_EXERCISE REQUIREMENTS:_
[1] From the drill steering text, extract the stretch from "[0043] In applications" through "shaft ramps 140." word for word.
[2] Decide whether each statement agrees with the drill steering text, and back each yes or no with the deciding words quoted from it: (a) Turning the drill string system to port involves activating the third modular actuator 124C. (b) The rotary steering tool assembly must always use at least four modular actuators. (c) When the shaft is bent between spherical supports, the actuators steer in the same direction as the push.

_SOURCE DOCUMENT:_
* * *

Contrastingly, turning the drill string system 100 to port (e.g.,
towards the upper-right corner of FIG. 4) includes activation of
the third modular actuator 124C while the actuator piston of the
second modular actuator 124B is allowed to retract.
[0043] In applications where larger forces are required (e.g., for
larger tools), the drill string system 100 can employ additional
and/or larger modular actuators 124. For instance, larger forces
can be acquired by use of additional modular actuators 124 that are
slightly out of plane with the primary modular actuators 124 (e.g.,
the four shown in FIG. 4) and acting on additional shaft ramps 140.
It is also contemplated to provide a rotary steering tool assembly
112 which employs fewer than four modular actuators 124 for
directional steering capabilities. Direction of steering can be
determined by pushing or moving the shaft into the desired
direction of steer, as described above, or by bending the shaft
between spherical supports in which case the actuators are operated
to steer in the opposite direction to which you push.

* * *

_INFORMATION PROVIDED:_
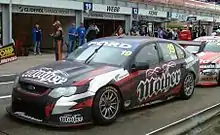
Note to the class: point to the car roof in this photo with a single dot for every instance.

* * *

_PROBLEM SOLUTIONS:_
[1]
[0043] In applications where larger forces are required (e.g., for
larger tools), the drill string system 100 can employ additional
and/or larger modular actuators 124. For instance, larger forces
can be acquired by use of additional modular actuators 124 that are
slightly out of plane with the primary modular actuators 124 (e.g.,
the four shown in FIG. 4) and acting on additional shaft ramps 140.

[2]
(a) Yes: "includes activation of the third modular actuator 124C"
(b) No: "It is also contemplated to provide a rotary steering tool assembly 112 which employs fewer than four modular actuators 124 for directional steering capabilities."
(c) No: "the actuators are operated to steer in the opposite direction to which you push"